··· Source document

Brew Day: Larrupin Lou’s XXX Ale (American Pale Ale)

In 2015 I was sort of a last minute fill-in at the Ales for ALS Homebrew Competition in Essex. Jennie and I each hastily put together recipes for Fort Dummer and Shareholder’s Saison, to bring along with some bottles of Curly’s Milk Stout which was the beer I entered into the competition.

I was quite happy with both beers we brewed for the competition. I have already re-brewed a batch of Fort Dummer. That batch was okay, but after packaging I found two packages of hops that were supposed to go in as the second dry hop. We have been cellaring several bottles of Shareholder’s Saison. We opened a bomber at Jamboree and found that while still subtle, the brettanomyces flavor is a bit more pronounced while the hop character has faded.

As pleased as I was with both of those beers, shortly after the event last year I started thinking about what I would want to brew for the 2016 event. While looking for some beer inspiration, I found the experimental HBC – 438 hop online. New, experimental hop varieties are given numbers instead of names until they are ready to be sold on a commercial scale. There are two features about HBC – 438 is that make it perfect to bring to an event like this. Firstly the hop is currently only available to homebrewers. Nobody attending the event in Essex would have likely ever tasted a beer with this hop. More pertinently, all of the proceeds from this hop go to ALS research. It is too perfect not to use.

······

=== List of tasks ===
(1) Can you return the passage of the brew day post starting with "Brew Day: Larrupin" and going on through "into the competition.", word for word?
(2) Could you give the lines of the records again, starting with the line with "Would you mind identifying the dark green" and going on through the line with "198;600;220;616", with "horse's hoof" swapped for "horse's foot" and all else left as it is? Return only those lines.

··· Extracted material

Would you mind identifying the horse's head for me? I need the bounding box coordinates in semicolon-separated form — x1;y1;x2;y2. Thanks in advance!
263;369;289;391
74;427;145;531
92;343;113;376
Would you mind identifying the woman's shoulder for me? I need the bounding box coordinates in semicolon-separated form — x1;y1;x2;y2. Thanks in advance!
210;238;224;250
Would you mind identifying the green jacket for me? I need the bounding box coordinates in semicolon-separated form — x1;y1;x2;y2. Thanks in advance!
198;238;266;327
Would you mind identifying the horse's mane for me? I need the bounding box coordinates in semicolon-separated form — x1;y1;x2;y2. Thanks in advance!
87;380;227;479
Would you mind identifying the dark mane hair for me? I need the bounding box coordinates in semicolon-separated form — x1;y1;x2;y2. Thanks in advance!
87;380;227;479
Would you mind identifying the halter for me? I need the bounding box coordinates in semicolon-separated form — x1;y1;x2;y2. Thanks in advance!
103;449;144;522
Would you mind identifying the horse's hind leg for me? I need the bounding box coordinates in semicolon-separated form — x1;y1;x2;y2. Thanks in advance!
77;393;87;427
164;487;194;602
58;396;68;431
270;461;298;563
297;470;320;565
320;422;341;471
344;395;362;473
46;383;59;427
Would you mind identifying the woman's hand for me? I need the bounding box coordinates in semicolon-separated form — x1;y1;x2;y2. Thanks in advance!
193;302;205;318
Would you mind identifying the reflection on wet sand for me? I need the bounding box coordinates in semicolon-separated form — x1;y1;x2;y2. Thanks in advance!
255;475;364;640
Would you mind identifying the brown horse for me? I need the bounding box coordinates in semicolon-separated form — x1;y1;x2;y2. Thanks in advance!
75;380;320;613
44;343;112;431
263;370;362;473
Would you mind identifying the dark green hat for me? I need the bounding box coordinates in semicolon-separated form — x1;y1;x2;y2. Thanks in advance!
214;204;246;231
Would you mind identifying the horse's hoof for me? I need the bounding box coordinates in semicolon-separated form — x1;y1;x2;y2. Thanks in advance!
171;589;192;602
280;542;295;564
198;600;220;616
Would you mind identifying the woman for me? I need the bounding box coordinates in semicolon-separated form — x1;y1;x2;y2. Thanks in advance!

······

=== Task-by-task outputs ===
(1)
Brew Day: Larrupin Lou’s XXX Ale (American Pale Ale)

In 2015 I was sort of a last minute fill-in at the Ales for ALS Homebrew Competition in Essex. Jennie and I each hastily put together recipes for Fort Dummer and Shareholder’s Saison, to bring along with some bottles of Curly’s Milk Stout which was the beer I entered into the competition.

(2)
Would you mind identifying the dark green hat for me? I need the bounding box coordinates in semicolon-separated form — x1;y1;x2;y2. Thanks in advance!
214;204;246;231
Would you mind identifying the horse's foot for me? I need the bounding box coordinates in semicolon-separated form — x1;y1;x2;y2. Thanks in advance!
171;589;192;602
280;542;295;564
198;600;220;616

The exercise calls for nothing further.